Stored records =>
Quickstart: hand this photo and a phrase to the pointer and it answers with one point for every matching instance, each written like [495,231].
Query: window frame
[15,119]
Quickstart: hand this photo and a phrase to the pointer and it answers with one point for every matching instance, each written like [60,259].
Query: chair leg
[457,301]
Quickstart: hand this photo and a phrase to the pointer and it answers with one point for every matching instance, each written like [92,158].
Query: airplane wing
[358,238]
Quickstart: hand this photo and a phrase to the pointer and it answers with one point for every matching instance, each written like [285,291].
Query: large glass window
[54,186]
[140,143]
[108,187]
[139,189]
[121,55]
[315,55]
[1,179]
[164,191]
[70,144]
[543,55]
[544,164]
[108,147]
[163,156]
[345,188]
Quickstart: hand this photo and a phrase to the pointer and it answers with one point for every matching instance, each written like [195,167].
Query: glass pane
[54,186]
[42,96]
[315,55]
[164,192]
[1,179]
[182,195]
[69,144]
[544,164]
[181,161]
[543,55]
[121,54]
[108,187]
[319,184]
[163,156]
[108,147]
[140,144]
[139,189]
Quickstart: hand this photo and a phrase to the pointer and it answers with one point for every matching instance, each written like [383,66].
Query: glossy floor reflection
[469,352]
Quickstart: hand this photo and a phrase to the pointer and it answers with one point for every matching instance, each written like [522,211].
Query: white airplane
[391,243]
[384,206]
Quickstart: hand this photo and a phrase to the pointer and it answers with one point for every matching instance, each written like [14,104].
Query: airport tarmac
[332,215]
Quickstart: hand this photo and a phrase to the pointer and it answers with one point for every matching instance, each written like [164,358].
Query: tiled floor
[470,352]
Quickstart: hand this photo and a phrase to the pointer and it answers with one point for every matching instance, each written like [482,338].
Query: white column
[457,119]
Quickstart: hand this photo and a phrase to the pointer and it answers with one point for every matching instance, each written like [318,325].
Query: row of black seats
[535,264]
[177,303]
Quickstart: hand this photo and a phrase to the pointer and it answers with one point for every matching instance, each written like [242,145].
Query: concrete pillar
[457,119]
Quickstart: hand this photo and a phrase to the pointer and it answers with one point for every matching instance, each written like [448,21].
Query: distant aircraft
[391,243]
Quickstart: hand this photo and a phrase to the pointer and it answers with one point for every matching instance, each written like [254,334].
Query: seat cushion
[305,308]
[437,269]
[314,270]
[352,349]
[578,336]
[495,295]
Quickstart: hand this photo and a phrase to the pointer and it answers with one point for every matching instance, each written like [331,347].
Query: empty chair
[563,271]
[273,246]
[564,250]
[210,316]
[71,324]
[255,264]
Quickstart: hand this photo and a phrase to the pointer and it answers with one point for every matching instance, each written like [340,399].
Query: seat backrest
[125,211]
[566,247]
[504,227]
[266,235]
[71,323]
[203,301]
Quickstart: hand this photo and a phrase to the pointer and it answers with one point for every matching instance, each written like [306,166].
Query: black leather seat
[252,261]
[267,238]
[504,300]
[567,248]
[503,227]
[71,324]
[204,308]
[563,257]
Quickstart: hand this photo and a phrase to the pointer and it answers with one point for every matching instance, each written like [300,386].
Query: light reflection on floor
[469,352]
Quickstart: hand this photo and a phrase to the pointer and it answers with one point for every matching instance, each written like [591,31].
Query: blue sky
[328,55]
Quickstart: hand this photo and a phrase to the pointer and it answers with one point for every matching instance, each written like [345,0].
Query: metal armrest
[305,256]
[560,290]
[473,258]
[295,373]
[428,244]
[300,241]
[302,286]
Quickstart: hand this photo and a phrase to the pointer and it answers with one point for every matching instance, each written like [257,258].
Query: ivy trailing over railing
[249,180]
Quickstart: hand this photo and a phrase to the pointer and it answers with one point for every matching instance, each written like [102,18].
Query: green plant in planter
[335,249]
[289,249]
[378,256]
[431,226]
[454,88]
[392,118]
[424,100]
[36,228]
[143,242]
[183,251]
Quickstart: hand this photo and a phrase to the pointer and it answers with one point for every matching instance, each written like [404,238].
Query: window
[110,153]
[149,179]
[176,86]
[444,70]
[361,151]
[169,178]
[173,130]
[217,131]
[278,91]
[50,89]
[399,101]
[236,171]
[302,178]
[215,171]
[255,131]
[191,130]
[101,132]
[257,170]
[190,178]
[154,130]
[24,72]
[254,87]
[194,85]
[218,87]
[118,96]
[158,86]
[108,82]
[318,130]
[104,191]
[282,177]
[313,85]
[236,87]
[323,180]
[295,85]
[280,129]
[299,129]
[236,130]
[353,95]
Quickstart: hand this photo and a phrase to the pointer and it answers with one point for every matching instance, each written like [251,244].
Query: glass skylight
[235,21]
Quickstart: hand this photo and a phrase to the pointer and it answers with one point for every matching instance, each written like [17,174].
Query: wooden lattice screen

Exercise task =>
Go through the records above and retype each one exactly.

Solution to this problem =>
Quickstart: hand this photo and a phrase to the pointer and it answers with one point for every matching instance, each written like [495,231].
Query: window frame
[15,119]
Quickstart: hand this photo and a phrase to the pointer and it answers with one point for every matching instance, each written like [60,259].
Query: chair leg
[457,301]
Quickstart: hand this photo and a phrase to the pointer and it answers with one point for every matching instance, each written like [92,158].
Query: airplane wing
[358,238]
Quickstart: hand this photo and a phrase to the pointer and it answers with one point for every matching instance, each written like [285,291].
Query: large glass window
[54,186]
[140,143]
[108,187]
[139,189]
[121,55]
[315,55]
[1,179]
[164,191]
[70,144]
[543,55]
[544,164]
[108,147]
[163,156]
[345,188]
Quickstart: hand this photo and a phrase to the pointer and it answers with one point for every matching instance, each written like [195,167].
Query: glass pane
[54,186]
[42,96]
[315,55]
[164,192]
[1,179]
[182,195]
[69,144]
[544,164]
[181,161]
[543,55]
[121,54]
[108,187]
[319,184]
[163,156]
[108,147]
[140,144]
[139,189]
Quickstart: hand this photo and a phrase to the pointer and it answers with one point for every matching instance, each written like [383,66].
Query: glossy floor reflection
[469,352]
Quickstart: hand this photo and a phrase to the pointer and it answers with one point for every matching instance, each written like [522,211].
Query: white airplane
[391,243]
[384,206]
Quickstart: hand this photo and a phrase to the pointer and it answers with one point for every matching instance, each written like [14,104].
Query: airport tarmac
[332,215]
Quickstart: hand this photo and a phrase to the pointer and it answers with one point for every matching instance, each written like [164,358].
Query: tiled floor
[470,352]
Quickstart: hand this photo and a phrase to the pointer and it answers with one point for every matching instance, each written like [482,338].
Query: white column
[457,119]
Quickstart: hand this photo and a phrase to the pointer and it answers with one point for every matching instance, each written like [318,325].
Query: row of black seats
[535,264]
[177,303]
Quickstart: hand this photo and a phrase to the pointer and it answers with one point for every matching instance, each written like [242,145].
Query: concrete pillar
[457,119]
Quickstart: hand this photo and a phrase to the pointer and it answers with one point for every matching instance, each written like [448,21].
Query: distant aircraft
[391,243]
Quickstart: hand this photo and a phrase to the pointer and it answers with one point for every matching instance, each written like [254,334].
Query: seat cushion
[305,308]
[437,269]
[314,270]
[352,349]
[578,336]
[495,295]
Quickstart: hand this photo and a phrase to the pointer and it answers with one point for every matching instance, each written like [331,347].
Query: empty chair
[563,271]
[273,246]
[564,250]
[210,316]
[71,324]
[255,264]
Quickstart: hand this photo and a phrase to the pointer and it answers with one point for every matching instance, each written like [340,399].
Query: seat backrest
[125,211]
[566,247]
[504,227]
[266,235]
[71,323]
[203,301]
Quickstart: hand this photo and a phrase to the pointer and it answers with one point for every matching instance, each written like [306,166].
Query: black leather seat
[252,261]
[267,238]
[504,300]
[567,248]
[503,227]
[71,324]
[204,308]
[563,257]
Quickstart: hand this photo and a phrase to the pointer and it answers with one point for every matching instance, each written like [300,386].
Query: light reflection on floor
[469,352]
Quickstart: hand this photo and a phrase to the pointer and it answers with one point for every matching instance, each written like [591,31].
Query: blue sky
[328,55]
Quickstart: hand this photo and a phrase to the pointer and it answers with one point for every matching instance, each written like [345,0].
Query: metal armrest
[305,256]
[560,290]
[473,258]
[295,373]
[428,244]
[300,241]
[302,286]
Quickstart: hand this photo and a phrase to the pointer and it answers with one point for every matching instance, each written like [257,258].
Query: ivy trailing over railing
[249,180]
Quickstart: hand this photo and a phrase to the pointer and it answers with one point for every matching instance, each written like [102,18].
Query: green plant in planter
[335,249]
[289,249]
[378,256]
[431,226]
[454,88]
[392,118]
[424,100]
[36,228]
[143,242]
[183,251]
Quickstart: hand this photo and a phrase to the pointer and it answers with one point for every matching instance, each written like [404,238].
Query: window
[110,153]
[149,179]
[176,86]
[444,70]
[361,151]
[169,178]
[173,130]
[217,131]
[278,91]
[50,89]
[399,101]
[236,171]
[302,178]
[215,171]
[255,131]
[191,130]
[101,132]
[257,170]
[190,178]
[154,130]
[24,72]
[254,87]
[194,85]
[218,87]
[118,96]
[158,86]
[108,82]
[318,130]
[104,191]
[282,177]
[313,85]
[236,87]
[323,180]
[295,85]
[280,129]
[299,129]
[236,130]
[353,95]
Quickstart: hand this photo and a phrase to the pointer and it answers with one point for every matching instance, each written like [251,244].
Query: glass skylight
[235,21]
Quickstart: hand this photo and a phrase to the pointer and it answers with one point for every matching instance, each written like [17,174].
Query: wooden lattice screen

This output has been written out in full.